Em 2001, numa entrevista ao DN, o professor galês Landeg White não hesitou em classificar Luis de Camões como “o primeiro poeta universal”, não só pela obra, mas também pela experiência de vida.
Sobre o “poeta maior“, Manuel Alegre afirmou: “é o primeiro grande poeta europeu que vai também ao encontro de outros povos e de outras culturas. Para além da cultura extraordinária que ele tem, porque sem a cultura que ele tem não se pode escrever Os Lusíadas, Camões conhecia os gregos, os latinos, conhecia isso tudo. Conhecia a geografia, conhecia aquilo que nessa altura se sabia mesmo sobre a ordem do mundo. Ele viaja o poema, e adquire conhecimento com esses contatos. É o primeiro poeta europeu que vai realmente ao encontro do mundo, das sete partidas no mundo. E isso dá-lhe uma dimensão verdadeiramente universal. Outra coisa ainda, é que os heróis de Os Lusíadas, ao contrário dos heróis de Homero e de Virgílio, não são heróis fictícios, nem inventados. Os heróis de Os Lusíadas são heróis de carne e osso. É o povo. É o Gama, mas é o povo. É o povo português”.
Luis Vaz de Camões, é – na opinião da grande maioria – o maior poeta da língua portuguesa e um dos maiores poetas universais.
A vida de Camões poderia ser o enredo de um grande romance ou filme de aventura. Ele nasceu em Lisboa, provavelmente em 1524 ou 1525, e teve uma educação refinada, estudando latim, história e literatura. Envolveu-se em amores [também] com damas da nobreza, além de levar uma vida boémia e turbulenta. Diz-se que, por conta de um amor frustrado, alistou-se como militar e serviu como soldado português no continente africano, onde perdeu um olho numa batalha.

» **Informação registada**

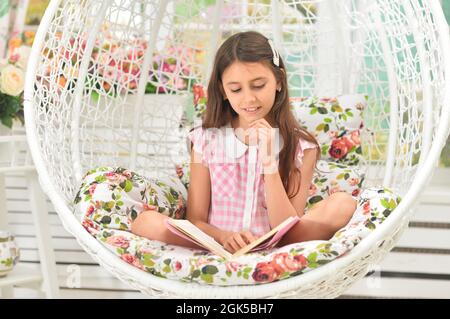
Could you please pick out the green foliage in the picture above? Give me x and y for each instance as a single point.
(11, 108)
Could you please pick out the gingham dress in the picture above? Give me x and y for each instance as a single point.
(238, 198)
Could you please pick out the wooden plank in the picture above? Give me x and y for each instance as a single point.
(72, 293)
(425, 238)
(432, 213)
(29, 229)
(63, 269)
(58, 243)
(61, 256)
(416, 263)
(375, 286)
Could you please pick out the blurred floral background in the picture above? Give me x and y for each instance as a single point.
(119, 65)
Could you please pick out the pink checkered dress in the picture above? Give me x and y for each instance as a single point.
(238, 198)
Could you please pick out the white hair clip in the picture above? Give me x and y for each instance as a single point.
(276, 56)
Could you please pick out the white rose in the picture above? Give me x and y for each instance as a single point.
(24, 55)
(12, 80)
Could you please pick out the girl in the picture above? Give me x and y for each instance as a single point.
(251, 162)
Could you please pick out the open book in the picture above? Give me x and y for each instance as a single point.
(185, 229)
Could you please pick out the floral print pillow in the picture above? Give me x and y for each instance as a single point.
(336, 123)
(330, 177)
(111, 198)
(194, 265)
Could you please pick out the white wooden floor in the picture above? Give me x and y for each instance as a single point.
(418, 267)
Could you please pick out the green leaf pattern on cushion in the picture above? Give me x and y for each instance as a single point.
(335, 122)
(109, 222)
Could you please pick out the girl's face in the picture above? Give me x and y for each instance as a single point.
(250, 88)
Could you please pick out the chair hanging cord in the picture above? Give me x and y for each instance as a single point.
(276, 56)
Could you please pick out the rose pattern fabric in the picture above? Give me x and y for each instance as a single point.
(330, 177)
(336, 123)
(111, 198)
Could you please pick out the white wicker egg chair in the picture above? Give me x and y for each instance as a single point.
(395, 51)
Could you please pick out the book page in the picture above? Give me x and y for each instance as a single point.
(195, 234)
(265, 241)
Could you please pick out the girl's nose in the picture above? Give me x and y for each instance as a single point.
(249, 97)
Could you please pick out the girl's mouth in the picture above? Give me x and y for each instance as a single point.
(252, 110)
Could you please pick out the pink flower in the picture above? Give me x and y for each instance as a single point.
(127, 173)
(232, 266)
(115, 178)
(132, 260)
(366, 208)
(177, 266)
(118, 241)
(332, 134)
(89, 211)
(340, 147)
(92, 189)
(333, 190)
(355, 137)
(327, 99)
(265, 272)
(198, 92)
(353, 181)
(312, 190)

» **O que se pede**
**a.** Segundo o artigo sobre Camões, como é que Landeg White o classificou numa entrevista ao DN em 2001?
**b.** Indique se cada uma das afirmações seguintes está de acordo com o artigo sobre Camões, respondendo sim ou não e citando as palavras do artigo que o decidem: (i) Camões nasceu em Lisboa; (ii) segundo Manuel Alegre, os heróis de Os Lusíadas são fictícios, tal como os de Homero; (iii) Landeg White é um professor galês.
**c.** Prossiga com o artigo sobre Camões a partir da última frase apresentada.

» **Respostas dadas**
**a.** Classificou-o como "o primeiro poeta universal".

**b.**
(i) Sim: "Ele nasceu em Lisboa".
(ii) Não: "não são heróis fictícios, nem inventados".
(iii) Sim: "o professor galês Landeg White".

**c.**
Aparentemente, a vida amorosa de Camões foi tão tumultuada quanto a sua vida militar. Ele se apaixonou por mulheres da nobreza, o que frequentemente lhe trouxe problemas. Um dos seus amores foi Catarina de Ataíde, mas não teve um final feliz.
Catarina de Ataíde (filha de Álvaro de Sousa, senhor de Eixo e Requeixo, foi dama da corte da rainha D. Catarina, esposa do rei D. João III. Tornou-se senhora de Verdemilho pelo casamento com Rui Pereira Borges de Miranda), era uma senhora muito devota e de rara beleza. Segundo a opinião da generalidade dos historiadores, era ela a Natércia da lírica de Luís de Camões. Aparentemente, foi a grande paixão da juventude do poeta, a quem esse amor impossível custou quatro desterros: primeiro de Coimbra para Lisboa; depois para Santarém; de seguida para Ceuta; e, finalmente, para a Índia, de onde voltou pobre já depois do falecimento da sua amada. Mais do que a sua linhagem, foi a circunstância de ter sido a musa inspiradora de belos e sentidos poemas de Luís de Camões que fez com que o nome de Catarina de Ataíde ficasse para a posteridade.
Depois de muitos escândalos, Camões foi exilado para o Oriente, onde passou anos navegando pelos mares da Índia, China e Moçambique. Essa fase de sua vida foi uma mistura de aventuras e dificuldades, mas também o incentivou a escrever a obra “Os Lusíadas“.
Se há uma obra que encapsula a grandeza de Camões, essa obra é “Os Lusíadas“. Publicado em 1572, é um poema épico que narra a viagem de Vasco da Gama à Índia, celebrando as conquistas épicas proporcionadas pela expansão marítima.
“Os Lusíadas” é composto por dez cantos, totalizando 1.102 estrofes. A estrutura é clássica, inspirada em épicos como a “Odisseia” de Homero e a “Eneida” de Virgílio. No entanto, Camões introduz um estilo próprio, com uma linguagem rica e imaginativa, repleta de metáforas e figuras de estilo.
A narrativa principal segue o trajeto marítimo realizado por Vasco da Gama, mas Camões intercala histórias mitológicas e históricas, criando uma tapeçaria rica e complexa. Deuses gregos interferem nas ações dos homens, e os “heróis portugueses” são celebrados em versos majestosos.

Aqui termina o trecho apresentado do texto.